GIVEN REQUEST:
Give the listing again in full, exactly as written.

--- Start SOURCE DATA ---

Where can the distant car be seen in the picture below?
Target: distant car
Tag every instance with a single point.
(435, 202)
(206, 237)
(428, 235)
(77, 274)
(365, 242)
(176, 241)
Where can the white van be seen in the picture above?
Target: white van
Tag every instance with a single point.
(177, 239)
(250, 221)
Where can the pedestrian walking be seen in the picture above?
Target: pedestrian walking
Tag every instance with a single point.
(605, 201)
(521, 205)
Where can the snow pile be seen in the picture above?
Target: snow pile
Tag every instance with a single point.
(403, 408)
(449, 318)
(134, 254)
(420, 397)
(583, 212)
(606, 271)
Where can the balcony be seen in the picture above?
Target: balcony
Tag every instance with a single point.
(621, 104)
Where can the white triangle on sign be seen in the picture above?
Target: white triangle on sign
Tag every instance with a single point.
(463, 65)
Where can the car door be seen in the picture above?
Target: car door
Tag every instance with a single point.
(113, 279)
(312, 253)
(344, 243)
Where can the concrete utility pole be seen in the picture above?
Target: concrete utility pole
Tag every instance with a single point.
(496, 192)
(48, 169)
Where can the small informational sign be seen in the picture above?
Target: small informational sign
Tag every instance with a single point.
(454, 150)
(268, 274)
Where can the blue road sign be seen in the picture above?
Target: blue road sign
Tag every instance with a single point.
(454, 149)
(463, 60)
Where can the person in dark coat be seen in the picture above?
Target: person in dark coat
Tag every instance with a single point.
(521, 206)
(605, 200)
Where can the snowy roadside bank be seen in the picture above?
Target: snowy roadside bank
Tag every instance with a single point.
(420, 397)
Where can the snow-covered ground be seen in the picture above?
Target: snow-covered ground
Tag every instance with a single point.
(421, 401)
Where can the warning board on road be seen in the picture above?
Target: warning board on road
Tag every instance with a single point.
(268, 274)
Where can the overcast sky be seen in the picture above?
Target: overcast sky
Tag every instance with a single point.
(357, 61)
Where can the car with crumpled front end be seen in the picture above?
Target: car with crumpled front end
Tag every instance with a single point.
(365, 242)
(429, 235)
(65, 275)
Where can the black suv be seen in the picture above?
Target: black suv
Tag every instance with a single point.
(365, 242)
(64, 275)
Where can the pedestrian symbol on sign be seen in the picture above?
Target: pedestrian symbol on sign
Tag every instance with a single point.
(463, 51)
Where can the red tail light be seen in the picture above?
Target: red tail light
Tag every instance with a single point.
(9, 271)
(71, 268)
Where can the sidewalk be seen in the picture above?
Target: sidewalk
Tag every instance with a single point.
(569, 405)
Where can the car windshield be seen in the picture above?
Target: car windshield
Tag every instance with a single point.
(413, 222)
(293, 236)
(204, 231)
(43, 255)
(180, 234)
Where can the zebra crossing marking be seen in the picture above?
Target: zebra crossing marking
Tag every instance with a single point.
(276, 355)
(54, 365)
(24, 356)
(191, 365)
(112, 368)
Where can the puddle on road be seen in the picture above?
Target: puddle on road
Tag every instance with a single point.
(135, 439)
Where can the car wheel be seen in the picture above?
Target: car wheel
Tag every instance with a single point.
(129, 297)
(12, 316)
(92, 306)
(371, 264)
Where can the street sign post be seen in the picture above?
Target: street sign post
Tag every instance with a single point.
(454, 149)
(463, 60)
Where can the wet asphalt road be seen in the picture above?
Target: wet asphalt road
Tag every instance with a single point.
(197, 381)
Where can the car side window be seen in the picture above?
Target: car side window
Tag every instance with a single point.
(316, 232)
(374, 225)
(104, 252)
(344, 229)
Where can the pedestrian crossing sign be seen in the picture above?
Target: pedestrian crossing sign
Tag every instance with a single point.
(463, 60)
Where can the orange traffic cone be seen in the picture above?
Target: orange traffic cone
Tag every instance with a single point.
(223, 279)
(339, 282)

--- End SOURCE DATA ---

TASK ANSWER:
Where can the distant car be seen in the picture below?
Target: distant car
Tag every instance with a single point.
(435, 202)
(206, 237)
(428, 235)
(77, 274)
(365, 242)
(176, 241)
Where can the white van be seen in the picture above?
Target: white van
Tag every instance with a single point.
(177, 239)
(250, 221)
Where can the pedestrian walking be seen in the picture above?
Target: pedestrian walking
Tag every instance with a single point.
(605, 201)
(521, 205)
Where can the snow pile be seen in the picture above?
Target: snow pile
Tag every instance with a single point.
(403, 408)
(449, 318)
(134, 254)
(420, 397)
(583, 212)
(606, 271)
Where can the balcony be seen in the picture above?
Target: balcony
Tag every instance with a single point.
(621, 104)
Where can the white triangle on sign be seen in the picture above?
Target: white triangle on sign
Tag every instance with a single point.
(463, 65)
Where can the car door be seen in the picture above?
Target: car door
Tag every instance with a single point.
(113, 279)
(312, 253)
(344, 243)
Where can the concrete utility pole be seen in the picture above?
Target: concrete utility pole
Tag every instance with a single point.
(496, 192)
(48, 169)
Where can the small informational sign be seen in the picture above?
Target: small informational sign
Tag every instance with a single point.
(454, 150)
(268, 274)
Where can the blue road sign be seen in the picture above?
Target: blue road sign
Tag every instance with a single point.
(454, 149)
(463, 60)
Where can the person in dark coat be seen in the picture above?
Target: person in dark coat
Tag every instance with a single point.
(521, 206)
(605, 200)
Where can the snowy roadside bank be seen in the picture above?
Target: snowy roadside bank
Tag every instance with a single point.
(420, 397)
Where can the snow-covered ground be seen in the picture above?
Target: snow-covered ground
Tag every instance with a single point.
(421, 401)
Where can the warning board on road be seen in the picture above?
Target: warning board on road
Tag every instance with a single point.
(268, 274)
Where can the overcast sky be seen in the picture above?
Target: overcast sky
Tag every instance with a single point.
(357, 61)
Where can the car with crumpled front end be seen in the picture above?
Target: car with crumpled front end
Tag every instance with a single point.
(365, 242)
(429, 235)
(65, 275)
Where can the black suv be seen in the picture above?
Target: black suv
Tag every instance with a single point.
(365, 242)
(64, 275)
Where can the pedestrian symbol on sign be seen in the picture above?
Target: pedestrian symbol on sign
Tag every instance with a single point.
(463, 51)
Where can the red tail light be seen in the picture above?
Target: red tail light
Tag every instance with a single point.
(9, 271)
(71, 268)
Where can the sidewalk be seen in the picture above?
Target: sidewalk
Tag every instance with a single point.
(569, 405)
Where can the car windshield be seen in the picture above?
Target: car windshield
Tag every instance with a single point.
(413, 222)
(293, 236)
(204, 231)
(43, 255)
(180, 234)
Where can the zebra crossing marking be seen in the picture above?
Target: zebra crossing marking
Tag every instance with a single point.
(276, 355)
(54, 365)
(24, 356)
(191, 365)
(112, 368)
Where can the puddle on road be seen in the picture above?
Target: puddle on road
Tag every instance with a single point.
(135, 439)
Where can the car wheel be seen in the picture above?
Target: car wheel
Tag every instance with a single point.
(129, 297)
(12, 316)
(92, 306)
(371, 264)
Where can the street sign post be seen in the picture above?
Target: street sign post
Tag every instance with a single point.
(454, 149)
(463, 60)
Where can the wet asphalt road be seen in the picture above?
Target: wet asphalt road
Tag every instance with a single point.
(197, 381)
Where can the car side window be seen in the picture above?
Target: car side window
Tag every instance with a single point.
(316, 232)
(374, 225)
(104, 252)
(344, 229)
Where can the pedestrian crossing sign be seen in the picture above?
Target: pedestrian crossing sign
Tag every instance with a single point.
(463, 60)
Where can the orange traffic cone be seen in the picture above?
Target: orange traffic cone
Tag every instance with a single point.
(223, 279)
(339, 282)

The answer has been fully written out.